Reproduce every entry exactly and leave its pictures out.
[start of DATA IN THIS EXERCISE]
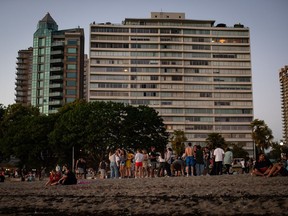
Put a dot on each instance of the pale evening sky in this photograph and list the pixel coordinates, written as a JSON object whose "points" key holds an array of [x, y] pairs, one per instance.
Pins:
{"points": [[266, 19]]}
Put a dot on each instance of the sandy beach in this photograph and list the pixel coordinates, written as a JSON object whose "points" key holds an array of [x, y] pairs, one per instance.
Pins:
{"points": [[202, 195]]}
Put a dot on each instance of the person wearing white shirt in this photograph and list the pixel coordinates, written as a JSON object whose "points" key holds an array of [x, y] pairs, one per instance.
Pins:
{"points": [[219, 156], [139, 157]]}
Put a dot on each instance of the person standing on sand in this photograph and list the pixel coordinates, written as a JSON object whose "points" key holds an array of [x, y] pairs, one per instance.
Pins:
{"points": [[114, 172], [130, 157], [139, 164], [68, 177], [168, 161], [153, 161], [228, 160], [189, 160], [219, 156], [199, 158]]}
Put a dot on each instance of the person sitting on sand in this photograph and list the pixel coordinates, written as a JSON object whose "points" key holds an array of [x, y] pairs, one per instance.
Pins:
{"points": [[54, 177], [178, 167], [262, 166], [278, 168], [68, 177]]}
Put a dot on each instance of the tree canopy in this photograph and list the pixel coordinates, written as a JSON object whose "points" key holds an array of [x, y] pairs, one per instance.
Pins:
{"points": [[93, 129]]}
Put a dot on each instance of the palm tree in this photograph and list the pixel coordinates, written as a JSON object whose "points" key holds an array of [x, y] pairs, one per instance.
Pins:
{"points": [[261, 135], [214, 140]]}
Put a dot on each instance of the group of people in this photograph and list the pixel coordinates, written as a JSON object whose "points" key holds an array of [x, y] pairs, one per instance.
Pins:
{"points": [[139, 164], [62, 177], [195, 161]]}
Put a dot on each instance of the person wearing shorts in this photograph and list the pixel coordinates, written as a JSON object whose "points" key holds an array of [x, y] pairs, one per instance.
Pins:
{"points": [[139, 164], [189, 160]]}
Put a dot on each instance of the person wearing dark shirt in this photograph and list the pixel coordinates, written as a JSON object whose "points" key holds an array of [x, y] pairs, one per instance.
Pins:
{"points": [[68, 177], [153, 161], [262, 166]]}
[end of DATA IN THIS EXERCISE]
ANSWER TO THIS PROBLEM |
Put a dot on each instance of the pale evening sky in this photograph and list the pixel coordinates, written as a JSON object whose "points" key holds an array of [x, y] pairs, one per instance.
Pins:
{"points": [[266, 19]]}
Put a dot on each instance of the sandy beach in this photograph and list the pixel coordinates, written as a JSON object whose "points" key holds an array of [x, y] pairs, one per instance.
Pins:
{"points": [[202, 195]]}
Put a dot on each instance of the person wearing white shirt in this photograph and list the pixel coordinates, written as a JSON object whose "points" key holds an array of [x, y] pairs, one per instance.
Pins:
{"points": [[219, 156], [139, 157]]}
Put a dot on each instance of the person standing on sand in this photograph and list the pixel coordinates, written as a JSON object whose "points" key holds an array of [x, y] pairs, one per instance.
Pins:
{"points": [[114, 172], [130, 157], [139, 164], [68, 177], [168, 161], [153, 161], [228, 160], [189, 160], [219, 156], [199, 158]]}
Put a dot on each instance of the person sitting on sand in this photograph and list the pixel coordinates, written as a JSON object whose "points" key holds an array of [x, y] pairs, one per instance.
Pins:
{"points": [[54, 177], [178, 167], [262, 166], [278, 168], [68, 177]]}
Put a dot on each instance of the tree canopy in this photograph and list the pixel coordinates, written as a JSON object whose "points" key holds an array of [x, y] pairs, one per instance.
Pins:
{"points": [[93, 129]]}
Put a dot on each instance of the palm tree in this photograph and list the pixel coordinates, written as a JSON object whose "points" key holds an array of [x, y] pairs, one per instance.
Pins:
{"points": [[261, 135], [214, 140]]}
Put a dot on each instance of the group of people in this photograph and list the pixel coordinates, written as a JSON object whose "points" key holds an array of [x, y] pairs, one per instance.
Pins:
{"points": [[139, 164], [62, 177], [195, 161]]}
Put a dot on each instance of the person wearing shorts in this photograph and list the pixel coordinates, written as a JSON object whose "points" key holds an array of [x, y] pairs, one per instance.
Pins:
{"points": [[139, 164], [189, 160]]}
Put a dot on each instance of the person wearing dark shirt in this photograph and list the pixel coordinates, written as a JSON object whose "points" key holds an array of [x, y] pairs, one per instance.
Pins:
{"points": [[68, 177], [153, 161], [262, 166]]}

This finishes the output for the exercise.